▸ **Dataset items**
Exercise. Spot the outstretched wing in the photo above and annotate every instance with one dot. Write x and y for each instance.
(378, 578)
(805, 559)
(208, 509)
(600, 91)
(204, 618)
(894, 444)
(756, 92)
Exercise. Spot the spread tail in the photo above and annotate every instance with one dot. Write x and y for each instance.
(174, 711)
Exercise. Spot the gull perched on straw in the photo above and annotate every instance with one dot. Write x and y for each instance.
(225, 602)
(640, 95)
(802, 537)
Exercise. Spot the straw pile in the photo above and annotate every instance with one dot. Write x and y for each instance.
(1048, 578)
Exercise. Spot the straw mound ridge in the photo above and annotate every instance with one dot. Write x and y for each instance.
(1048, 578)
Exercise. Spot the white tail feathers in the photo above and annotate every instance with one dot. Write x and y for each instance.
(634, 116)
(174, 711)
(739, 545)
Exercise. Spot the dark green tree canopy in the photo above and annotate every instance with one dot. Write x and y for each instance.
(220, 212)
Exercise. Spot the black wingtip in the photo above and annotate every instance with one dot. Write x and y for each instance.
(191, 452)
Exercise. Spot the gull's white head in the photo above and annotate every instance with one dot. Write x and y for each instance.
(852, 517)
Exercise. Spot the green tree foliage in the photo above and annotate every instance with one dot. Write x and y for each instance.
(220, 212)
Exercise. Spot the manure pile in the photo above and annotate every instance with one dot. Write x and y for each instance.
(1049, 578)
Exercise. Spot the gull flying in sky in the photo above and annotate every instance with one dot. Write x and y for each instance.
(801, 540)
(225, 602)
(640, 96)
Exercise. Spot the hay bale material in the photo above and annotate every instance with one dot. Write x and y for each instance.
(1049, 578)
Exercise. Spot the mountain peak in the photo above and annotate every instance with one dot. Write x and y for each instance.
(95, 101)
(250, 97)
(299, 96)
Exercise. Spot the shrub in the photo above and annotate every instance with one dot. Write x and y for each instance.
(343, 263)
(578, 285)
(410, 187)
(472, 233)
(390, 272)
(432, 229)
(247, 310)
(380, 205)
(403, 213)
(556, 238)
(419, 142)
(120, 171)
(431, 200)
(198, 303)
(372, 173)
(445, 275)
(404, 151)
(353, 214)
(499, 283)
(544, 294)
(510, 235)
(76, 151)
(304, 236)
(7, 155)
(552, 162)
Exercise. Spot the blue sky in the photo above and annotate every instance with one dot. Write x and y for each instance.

▸ **TASK BRIEF**
Write out the records shown above, exactly as they appear.

▸ **RESULT OF THE EXERCISE**
Exercise. Spot the outstretched wing in the photo above and annotate every instance with one dot. Write x and y for each instance.
(378, 578)
(805, 559)
(208, 509)
(600, 91)
(204, 618)
(894, 444)
(756, 92)
Exercise. Spot the spread tail in the photo above and annotate every instance with one dot. Write x and y for each instance.
(174, 711)
Exercise. Spot the gull perched on straw in the photo above and annotate every instance with one dot. Write x and y for each instance.
(225, 602)
(640, 95)
(802, 537)
Exercise. Spot the straw pile in the photo above and annotate every instance with one dot. Write x and y for each instance.
(1048, 578)
Exercise. Spot the straw mound ridge in the photo above and annotate every instance with one dot. Write x and y for each instance.
(1048, 578)
Exercise. Spot the white tail feathers in the photo above and annotate every instance with one dot. Write x and y for each instance.
(634, 116)
(174, 711)
(739, 545)
Exercise. Spot the dark green tree canopy in the photo above and annotate every instance with one dot. Write x and y for each instance.
(220, 212)
Exercise. Spot the black wingtip in the photo above and annotate every instance with one dot. Write x and y for each instance.
(191, 452)
Exercise. Spot the gull's white head in the photo above and annotate every instance with one dot. Write x and y for each instance.
(852, 517)
Exercise. Spot the green tree foliage in the photo above and annotate every instance with one dot. Write x and y for each instance.
(220, 212)
Exercise. Spot the manure pile in the photo above and annotate every instance with one dot. Write x and y for each instance.
(1049, 578)
Exercise. Spot the gull flying in sky in the photo above and annotate every instance with one dot. Write x and y for each instance.
(801, 540)
(225, 602)
(640, 96)
Exercise. Spot the hay bale material in the photo above and annotate every instance with one dot. Write x and y for each instance.
(1049, 578)
Exercise. Spot the mountain peak in the photo above and annotate every instance with one dot. Write x and y for each instance.
(95, 101)
(250, 97)
(299, 96)
Exercise. Spot the shrub in the photo above and annotate every instance with one dot. Write x and y for each instance.
(343, 263)
(578, 285)
(410, 187)
(472, 233)
(390, 272)
(432, 229)
(247, 310)
(380, 205)
(403, 213)
(556, 238)
(419, 142)
(120, 171)
(431, 200)
(198, 303)
(372, 173)
(445, 275)
(404, 151)
(353, 214)
(499, 283)
(544, 294)
(510, 235)
(76, 151)
(304, 236)
(7, 155)
(552, 162)
Exercise. Spot the blue sky in the photo above and annotate every instance with one dot. Write x and y for each instance.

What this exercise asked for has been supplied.